=== Exercise input ===
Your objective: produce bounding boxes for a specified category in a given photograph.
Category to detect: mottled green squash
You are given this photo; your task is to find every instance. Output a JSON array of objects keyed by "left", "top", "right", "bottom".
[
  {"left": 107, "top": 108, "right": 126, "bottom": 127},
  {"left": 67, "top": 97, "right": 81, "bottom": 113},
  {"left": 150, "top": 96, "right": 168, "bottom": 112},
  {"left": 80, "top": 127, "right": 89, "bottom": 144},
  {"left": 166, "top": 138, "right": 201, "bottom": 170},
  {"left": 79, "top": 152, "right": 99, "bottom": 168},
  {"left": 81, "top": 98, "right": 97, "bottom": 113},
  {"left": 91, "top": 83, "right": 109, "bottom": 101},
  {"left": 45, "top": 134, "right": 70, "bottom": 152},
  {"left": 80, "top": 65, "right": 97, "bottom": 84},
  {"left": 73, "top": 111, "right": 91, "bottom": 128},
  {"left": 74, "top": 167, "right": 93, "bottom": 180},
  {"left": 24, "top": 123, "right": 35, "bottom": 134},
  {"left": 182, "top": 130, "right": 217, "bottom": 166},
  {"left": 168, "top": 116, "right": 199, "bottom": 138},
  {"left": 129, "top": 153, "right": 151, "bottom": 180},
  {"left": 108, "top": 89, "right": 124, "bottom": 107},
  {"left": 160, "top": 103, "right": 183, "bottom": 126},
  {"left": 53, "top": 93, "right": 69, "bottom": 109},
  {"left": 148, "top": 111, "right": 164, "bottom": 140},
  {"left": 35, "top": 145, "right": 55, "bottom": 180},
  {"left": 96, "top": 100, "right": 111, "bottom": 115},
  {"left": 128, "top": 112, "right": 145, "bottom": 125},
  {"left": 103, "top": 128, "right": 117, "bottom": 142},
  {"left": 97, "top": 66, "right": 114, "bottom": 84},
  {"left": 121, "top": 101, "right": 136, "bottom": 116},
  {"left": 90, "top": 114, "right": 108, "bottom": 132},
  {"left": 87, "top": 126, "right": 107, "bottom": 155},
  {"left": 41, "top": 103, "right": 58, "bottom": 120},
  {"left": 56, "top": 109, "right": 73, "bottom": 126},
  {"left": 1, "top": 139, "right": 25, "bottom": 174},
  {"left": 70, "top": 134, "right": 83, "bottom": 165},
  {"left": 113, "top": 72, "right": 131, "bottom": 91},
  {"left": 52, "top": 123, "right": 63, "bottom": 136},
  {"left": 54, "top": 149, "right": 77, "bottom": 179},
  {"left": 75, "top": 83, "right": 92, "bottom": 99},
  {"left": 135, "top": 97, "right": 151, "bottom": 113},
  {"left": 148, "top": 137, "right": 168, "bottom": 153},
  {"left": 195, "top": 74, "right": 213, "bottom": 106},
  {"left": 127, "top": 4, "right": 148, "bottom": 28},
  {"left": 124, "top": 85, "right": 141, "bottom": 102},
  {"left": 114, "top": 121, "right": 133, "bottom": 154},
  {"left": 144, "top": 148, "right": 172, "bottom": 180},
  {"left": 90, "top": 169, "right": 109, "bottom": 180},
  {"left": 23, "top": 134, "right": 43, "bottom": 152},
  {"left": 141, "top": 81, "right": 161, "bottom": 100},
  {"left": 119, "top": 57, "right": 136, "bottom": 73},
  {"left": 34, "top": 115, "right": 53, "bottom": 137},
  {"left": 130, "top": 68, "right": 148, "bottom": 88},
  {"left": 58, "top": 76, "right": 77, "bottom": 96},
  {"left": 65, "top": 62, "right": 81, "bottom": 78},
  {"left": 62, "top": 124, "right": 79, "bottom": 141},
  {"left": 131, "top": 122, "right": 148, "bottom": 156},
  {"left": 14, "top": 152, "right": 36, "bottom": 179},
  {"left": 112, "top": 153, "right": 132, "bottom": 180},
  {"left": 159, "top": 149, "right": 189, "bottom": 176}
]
===
What you should do |
Your task is to reproduce all of the records exactly.

Task solution |
Your objective: produce bounding boxes for a specified category in a given photograph.
Category to detect: mottled green squash
You are given this photo; your task is to find every instance. Output a JSON array of objects keyed by "left", "top", "right", "bottom".
[
  {"left": 107, "top": 108, "right": 126, "bottom": 127},
  {"left": 67, "top": 97, "right": 81, "bottom": 113},
  {"left": 150, "top": 96, "right": 168, "bottom": 112},
  {"left": 80, "top": 127, "right": 89, "bottom": 144},
  {"left": 166, "top": 138, "right": 201, "bottom": 170},
  {"left": 79, "top": 152, "right": 99, "bottom": 168},
  {"left": 81, "top": 98, "right": 97, "bottom": 113},
  {"left": 91, "top": 83, "right": 109, "bottom": 101},
  {"left": 45, "top": 134, "right": 70, "bottom": 152},
  {"left": 80, "top": 65, "right": 97, "bottom": 84},
  {"left": 73, "top": 111, "right": 91, "bottom": 128},
  {"left": 74, "top": 167, "right": 93, "bottom": 180},
  {"left": 24, "top": 123, "right": 35, "bottom": 134},
  {"left": 182, "top": 130, "right": 217, "bottom": 166},
  {"left": 168, "top": 116, "right": 199, "bottom": 138},
  {"left": 129, "top": 153, "right": 151, "bottom": 180},
  {"left": 108, "top": 89, "right": 124, "bottom": 107},
  {"left": 160, "top": 103, "right": 183, "bottom": 126},
  {"left": 53, "top": 93, "right": 69, "bottom": 109},
  {"left": 148, "top": 111, "right": 164, "bottom": 140},
  {"left": 35, "top": 145, "right": 55, "bottom": 180},
  {"left": 96, "top": 100, "right": 111, "bottom": 115},
  {"left": 128, "top": 112, "right": 145, "bottom": 125},
  {"left": 103, "top": 128, "right": 117, "bottom": 142},
  {"left": 97, "top": 66, "right": 114, "bottom": 84},
  {"left": 121, "top": 101, "right": 136, "bottom": 116},
  {"left": 90, "top": 114, "right": 108, "bottom": 132},
  {"left": 87, "top": 126, "right": 107, "bottom": 155},
  {"left": 41, "top": 103, "right": 58, "bottom": 120},
  {"left": 56, "top": 109, "right": 73, "bottom": 126},
  {"left": 1, "top": 139, "right": 25, "bottom": 174},
  {"left": 70, "top": 134, "right": 83, "bottom": 165},
  {"left": 113, "top": 72, "right": 131, "bottom": 91},
  {"left": 52, "top": 123, "right": 63, "bottom": 136},
  {"left": 54, "top": 149, "right": 77, "bottom": 179},
  {"left": 75, "top": 83, "right": 92, "bottom": 99},
  {"left": 135, "top": 97, "right": 151, "bottom": 113},
  {"left": 148, "top": 137, "right": 168, "bottom": 153},
  {"left": 195, "top": 74, "right": 213, "bottom": 106},
  {"left": 127, "top": 4, "right": 148, "bottom": 28},
  {"left": 124, "top": 85, "right": 141, "bottom": 102},
  {"left": 114, "top": 121, "right": 133, "bottom": 154},
  {"left": 144, "top": 148, "right": 172, "bottom": 180},
  {"left": 90, "top": 169, "right": 109, "bottom": 180},
  {"left": 23, "top": 134, "right": 43, "bottom": 152},
  {"left": 141, "top": 81, "right": 161, "bottom": 100},
  {"left": 119, "top": 57, "right": 136, "bottom": 73},
  {"left": 34, "top": 115, "right": 53, "bottom": 137},
  {"left": 130, "top": 68, "right": 148, "bottom": 88},
  {"left": 58, "top": 76, "right": 77, "bottom": 96},
  {"left": 65, "top": 62, "right": 81, "bottom": 78},
  {"left": 62, "top": 124, "right": 79, "bottom": 141},
  {"left": 131, "top": 122, "right": 148, "bottom": 156},
  {"left": 14, "top": 152, "right": 36, "bottom": 179},
  {"left": 112, "top": 153, "right": 132, "bottom": 180},
  {"left": 159, "top": 149, "right": 189, "bottom": 176}
]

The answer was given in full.